Locate each line in the listing below that contains the word "green", and copy those lines.

> **EXERCISE DATA**:
────────────────────
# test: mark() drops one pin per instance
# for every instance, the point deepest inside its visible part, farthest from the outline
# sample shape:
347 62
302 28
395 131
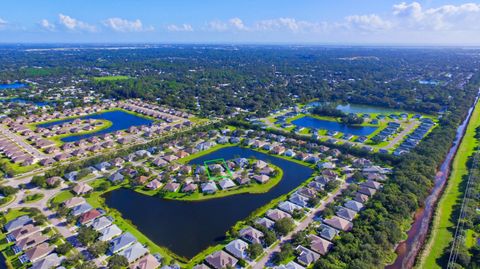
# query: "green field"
442 225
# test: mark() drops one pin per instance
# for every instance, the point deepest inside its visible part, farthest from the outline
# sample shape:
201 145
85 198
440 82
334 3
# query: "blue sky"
242 21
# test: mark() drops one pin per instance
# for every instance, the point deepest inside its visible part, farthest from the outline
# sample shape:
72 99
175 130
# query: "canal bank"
408 250
444 221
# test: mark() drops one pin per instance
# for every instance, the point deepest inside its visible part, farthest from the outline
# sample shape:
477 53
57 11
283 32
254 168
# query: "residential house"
319 244
221 260
306 256
106 234
82 188
122 242
251 235
146 262
237 248
133 252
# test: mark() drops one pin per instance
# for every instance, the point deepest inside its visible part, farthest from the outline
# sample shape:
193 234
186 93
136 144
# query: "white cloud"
123 25
74 24
443 18
237 23
217 26
180 28
367 23
47 25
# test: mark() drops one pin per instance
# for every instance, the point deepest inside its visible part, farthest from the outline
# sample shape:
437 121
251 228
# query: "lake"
187 228
311 122
121 120
15 85
362 109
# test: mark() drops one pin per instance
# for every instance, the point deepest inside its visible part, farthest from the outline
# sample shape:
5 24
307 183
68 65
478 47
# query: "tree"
117 262
284 226
64 248
87 235
254 250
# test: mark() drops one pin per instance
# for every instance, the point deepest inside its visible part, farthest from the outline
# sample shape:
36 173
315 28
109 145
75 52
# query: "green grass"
33 198
105 124
442 225
61 197
110 78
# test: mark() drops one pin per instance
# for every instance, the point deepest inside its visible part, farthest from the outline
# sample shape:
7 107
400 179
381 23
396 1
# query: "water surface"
186 228
121 120
311 122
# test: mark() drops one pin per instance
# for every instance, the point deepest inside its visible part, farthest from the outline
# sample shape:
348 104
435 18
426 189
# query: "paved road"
21 143
262 263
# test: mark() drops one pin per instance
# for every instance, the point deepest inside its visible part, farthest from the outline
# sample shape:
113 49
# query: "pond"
362 109
121 120
23 101
186 228
311 122
15 85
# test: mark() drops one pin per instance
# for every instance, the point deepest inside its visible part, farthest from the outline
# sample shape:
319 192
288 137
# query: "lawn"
442 225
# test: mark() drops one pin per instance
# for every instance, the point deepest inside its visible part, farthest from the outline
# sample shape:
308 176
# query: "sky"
430 22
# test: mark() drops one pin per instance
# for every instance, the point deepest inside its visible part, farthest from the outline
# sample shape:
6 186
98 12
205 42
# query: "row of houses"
31 243
120 243
412 139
────────────────────
> **THE OUTPUT**:
# query: "green field"
# query: "green grass"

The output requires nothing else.